WHAT THE TASK ASKS
Every entry should be duplicated verbatim, and no picture may appear in the copy.

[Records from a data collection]
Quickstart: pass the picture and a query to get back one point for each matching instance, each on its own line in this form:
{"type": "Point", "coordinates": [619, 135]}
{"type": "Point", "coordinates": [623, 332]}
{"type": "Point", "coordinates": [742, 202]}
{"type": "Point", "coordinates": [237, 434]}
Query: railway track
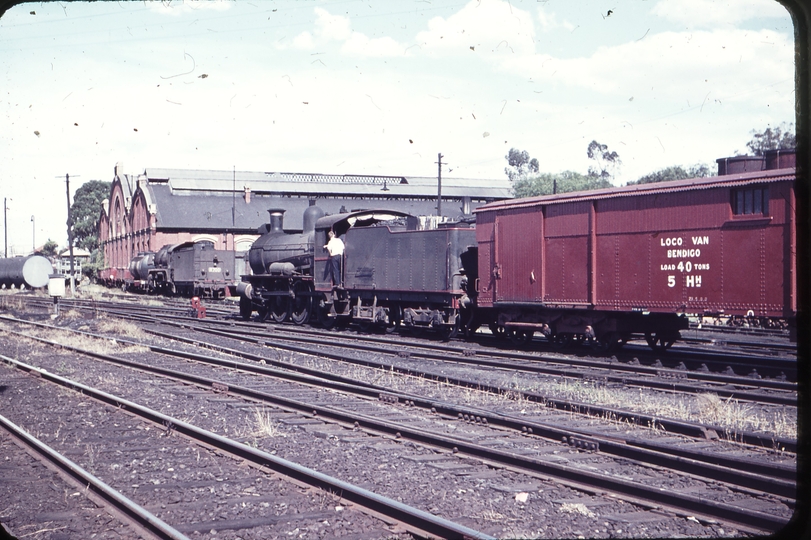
{"type": "Point", "coordinates": [576, 440]}
{"type": "Point", "coordinates": [692, 363]}
{"type": "Point", "coordinates": [109, 418]}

ANSWER TO THIS EXERCISE
Quickstart: pass the picture and a query to get back one point for each matching instance, each on its own line in this form:
{"type": "Point", "coordinates": [619, 135]}
{"type": "Point", "coordinates": [623, 332]}
{"type": "Point", "coordinates": [742, 202]}
{"type": "Point", "coordinates": [237, 434]}
Query: railway track
{"type": "Point", "coordinates": [576, 440]}
{"type": "Point", "coordinates": [692, 363]}
{"type": "Point", "coordinates": [109, 418]}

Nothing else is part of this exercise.